Problem requirements: Can you output, unchanged, every line of the items below, starting at the line that contains "of the pale" and stopping after the last line of the items, with both ends included?
[BEGIN]
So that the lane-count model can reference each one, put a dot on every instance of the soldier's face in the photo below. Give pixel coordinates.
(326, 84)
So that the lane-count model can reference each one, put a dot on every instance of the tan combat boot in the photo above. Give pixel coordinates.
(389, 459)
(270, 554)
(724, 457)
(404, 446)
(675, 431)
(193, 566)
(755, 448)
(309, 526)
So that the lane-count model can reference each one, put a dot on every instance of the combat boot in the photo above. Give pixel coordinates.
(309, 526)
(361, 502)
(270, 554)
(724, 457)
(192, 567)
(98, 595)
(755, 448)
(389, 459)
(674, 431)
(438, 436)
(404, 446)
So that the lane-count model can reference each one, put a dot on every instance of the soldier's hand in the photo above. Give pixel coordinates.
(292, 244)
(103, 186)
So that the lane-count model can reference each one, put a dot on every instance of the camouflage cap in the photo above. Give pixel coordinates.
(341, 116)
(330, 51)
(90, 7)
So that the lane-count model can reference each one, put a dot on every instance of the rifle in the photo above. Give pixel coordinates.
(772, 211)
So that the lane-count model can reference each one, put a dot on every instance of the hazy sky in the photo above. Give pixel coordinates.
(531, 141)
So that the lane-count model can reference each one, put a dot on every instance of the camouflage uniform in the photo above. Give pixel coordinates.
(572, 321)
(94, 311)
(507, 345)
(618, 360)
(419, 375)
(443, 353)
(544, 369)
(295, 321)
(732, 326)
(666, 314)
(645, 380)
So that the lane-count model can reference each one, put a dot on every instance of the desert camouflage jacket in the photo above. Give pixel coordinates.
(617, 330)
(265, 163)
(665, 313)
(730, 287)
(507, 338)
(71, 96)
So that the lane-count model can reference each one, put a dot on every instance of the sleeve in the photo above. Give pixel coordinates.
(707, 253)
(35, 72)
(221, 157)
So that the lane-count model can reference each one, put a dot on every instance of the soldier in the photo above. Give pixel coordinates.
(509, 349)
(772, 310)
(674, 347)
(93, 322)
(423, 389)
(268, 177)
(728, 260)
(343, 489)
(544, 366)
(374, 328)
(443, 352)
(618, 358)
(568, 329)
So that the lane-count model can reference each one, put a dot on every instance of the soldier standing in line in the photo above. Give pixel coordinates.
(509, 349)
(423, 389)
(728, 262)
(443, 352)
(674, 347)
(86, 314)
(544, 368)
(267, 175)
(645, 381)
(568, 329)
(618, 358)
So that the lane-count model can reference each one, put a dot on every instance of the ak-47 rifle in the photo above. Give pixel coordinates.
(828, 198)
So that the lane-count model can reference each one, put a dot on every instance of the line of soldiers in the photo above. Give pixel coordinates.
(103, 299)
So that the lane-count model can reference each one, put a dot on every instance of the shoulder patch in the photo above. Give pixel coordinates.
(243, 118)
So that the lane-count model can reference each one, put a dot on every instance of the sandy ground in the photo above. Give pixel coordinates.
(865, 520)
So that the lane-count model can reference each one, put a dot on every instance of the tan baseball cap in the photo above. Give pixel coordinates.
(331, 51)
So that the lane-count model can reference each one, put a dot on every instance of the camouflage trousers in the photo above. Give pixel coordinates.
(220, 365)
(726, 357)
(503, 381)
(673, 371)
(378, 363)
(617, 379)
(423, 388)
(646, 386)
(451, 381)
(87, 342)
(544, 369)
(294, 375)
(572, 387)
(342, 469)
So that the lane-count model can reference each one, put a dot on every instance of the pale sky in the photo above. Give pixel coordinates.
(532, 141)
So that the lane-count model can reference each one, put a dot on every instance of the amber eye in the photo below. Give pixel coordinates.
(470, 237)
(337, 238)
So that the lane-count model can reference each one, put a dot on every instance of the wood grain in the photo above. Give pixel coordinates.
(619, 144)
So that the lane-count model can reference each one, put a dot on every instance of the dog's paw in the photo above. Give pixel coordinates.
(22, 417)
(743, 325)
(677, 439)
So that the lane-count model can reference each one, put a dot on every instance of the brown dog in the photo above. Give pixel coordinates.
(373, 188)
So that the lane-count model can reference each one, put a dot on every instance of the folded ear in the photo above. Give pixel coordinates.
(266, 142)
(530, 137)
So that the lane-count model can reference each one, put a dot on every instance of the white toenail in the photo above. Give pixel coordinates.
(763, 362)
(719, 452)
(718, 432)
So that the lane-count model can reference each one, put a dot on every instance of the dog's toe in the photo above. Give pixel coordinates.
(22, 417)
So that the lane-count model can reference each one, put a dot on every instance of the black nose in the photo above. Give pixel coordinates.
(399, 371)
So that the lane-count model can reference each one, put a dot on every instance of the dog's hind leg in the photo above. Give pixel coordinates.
[END]
Result of the exercise:
So that the lane-count model can reference each one, put a dot on every instance of the pale sky in the photo above. Give pixel coordinates.
(532, 141)
So that the lane-count model can reference each one, put a dot on every instance of the amber eye in the photo below. Give pixel coordinates.
(470, 237)
(337, 238)
So that the lane-count model can reference each one, put a dot on every instance of the wood grain in the photo above. Give pixel coordinates.
(619, 144)
So that the lane-count model can reference each one, put a dot on every instance of the dog's paw in the photo above. Give pixel coordinates.
(22, 417)
(743, 325)
(677, 439)
So that the lane-count model can reference each one, put a dot on every instance of the brown dog in the photo above. Give pixel coordinates.
(373, 188)
So that the lane-count model can reference each one, put a dot on every instance of the folded ear in the photo above. Give pixel coordinates.
(266, 142)
(530, 137)
So that the lane-count model can reference each one, put a dot on every instance of the white toenail in the photo above. Give pixel coordinates.
(763, 362)
(719, 452)
(718, 432)
So that the lane-count model can reference each one, put a dot on every instance of the dog's toe in the photo above. Give pixel coordinates.
(22, 417)
So that the lane-count model can reference each one, put a dot on every instance of the black nose in the photo above. Give pixel coordinates.
(399, 371)
So that the lane-count model can reference each one, put a dot on every instance of the dog's hind leg in the photo above. Give pixel coordinates.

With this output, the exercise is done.